- [WHAT TO WORK ON]: An exact copy of the records is needed; please leave the images out.

(Beginning of EXERCISE MATERIALS)

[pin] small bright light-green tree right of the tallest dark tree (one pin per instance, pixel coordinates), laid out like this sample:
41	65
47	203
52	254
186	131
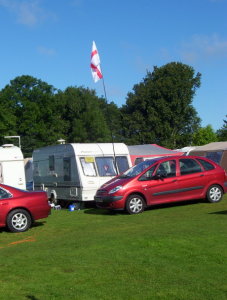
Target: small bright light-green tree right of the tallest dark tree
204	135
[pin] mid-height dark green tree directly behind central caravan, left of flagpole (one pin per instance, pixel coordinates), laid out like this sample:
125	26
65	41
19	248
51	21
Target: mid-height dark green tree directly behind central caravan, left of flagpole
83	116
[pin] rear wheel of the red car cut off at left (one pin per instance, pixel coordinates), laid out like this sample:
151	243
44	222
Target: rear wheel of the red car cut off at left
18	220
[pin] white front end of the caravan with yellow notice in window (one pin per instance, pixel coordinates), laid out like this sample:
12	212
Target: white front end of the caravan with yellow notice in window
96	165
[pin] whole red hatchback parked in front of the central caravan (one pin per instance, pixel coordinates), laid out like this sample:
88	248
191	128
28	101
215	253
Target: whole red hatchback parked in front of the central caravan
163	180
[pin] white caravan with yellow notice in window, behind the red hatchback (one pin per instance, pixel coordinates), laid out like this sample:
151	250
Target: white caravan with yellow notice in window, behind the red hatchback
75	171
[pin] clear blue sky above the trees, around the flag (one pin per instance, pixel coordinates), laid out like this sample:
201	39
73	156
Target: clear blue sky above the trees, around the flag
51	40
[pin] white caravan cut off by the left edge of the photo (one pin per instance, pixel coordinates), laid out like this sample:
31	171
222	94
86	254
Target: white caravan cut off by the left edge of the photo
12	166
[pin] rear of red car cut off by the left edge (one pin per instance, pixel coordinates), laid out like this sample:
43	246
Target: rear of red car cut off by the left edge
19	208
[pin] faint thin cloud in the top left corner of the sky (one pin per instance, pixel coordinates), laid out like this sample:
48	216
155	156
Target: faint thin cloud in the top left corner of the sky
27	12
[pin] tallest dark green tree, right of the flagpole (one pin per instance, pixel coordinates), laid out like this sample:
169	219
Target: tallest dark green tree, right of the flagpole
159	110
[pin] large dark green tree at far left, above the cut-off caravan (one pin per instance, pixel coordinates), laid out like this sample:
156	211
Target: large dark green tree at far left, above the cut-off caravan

(End of EXERCISE MATERIALS)

- [SOLVED PROBLEM]:
[pin] small bright light-green tree right of the tallest dark tree (one pin per instance, pixel coordinates), laid out like this sample:
41	65
47	203
52	254
186	131
Target: small bright light-green tree right of the tallest dark tree
204	135
[pin] mid-height dark green tree directly behind central caravan, left of flagpole (one pin per instance, pixel coordinates), laid out like this sample:
125	26
65	41
19	248
51	21
Target: mid-height dark green tree directly behind central caravan, left of flagpole
83	116
[pin] rear wheel of the red car cut off at left (one pin per instance, pixel coordinates), laid out like this sample:
151	243
44	222
Target: rear wheel of the red car cut off at left
18	220
[pin] white front end of the caravan with yellow notice in window (one pin per instance, pixel coordinates), laid out like this sample:
12	212
Target: white front end of the caravan with yellow notice in window
96	165
[pin] whole red hatchback parked in front of the central caravan (one pin per instance, pixel coordinates), laid out like this sample:
88	248
191	128
28	101
215	253
Target: whole red hatchback parked in front of the central caravan
163	180
[pin] white caravan with yellow notice in window, behind the red hatchback (one pin per instance, pixel coordinates), laid out like this sample:
151	250
Target: white caravan with yellow notice in window, behind the red hatchback
75	171
[pin] clear blue sky above the trees, around the flag (one pin per instance, pixel coordinates), laid out like this sample:
201	39
73	156
Target: clear blue sky above the trees, around the flag
51	40
[pin] white caravan cut off by the left edge of the photo (one pin per instance, pixel coordinates), laid out like this sample:
31	171
222	94
86	254
Target: white caravan cut off by the left edge of the photo
12	166
[pin] rear of red car cut off by the left edge (one pin per instance, pixel coordinates), laid out like this sample:
43	246
Target: rear of red car cut off by the left edge
19	208
[pin] faint thin cloud in the top left corner of the sky (one pin per instance, pixel coordinates), laid out like this sample:
48	216
155	156
Target: faint thin cloud in the top left corner of the sky
27	12
[pin] tallest dark green tree, right of the flagpole (one pin per instance, pixel coordinates), laid out like this sample:
169	219
Target: tallest dark green tree, right of the flagpole
159	110
[pin] large dark green tree at far left, above the cut-off caravan (one pin per instance, pixel coordinates), laid out like this sample:
156	211
Target: large dark green tree at far left, above the cut-off caravan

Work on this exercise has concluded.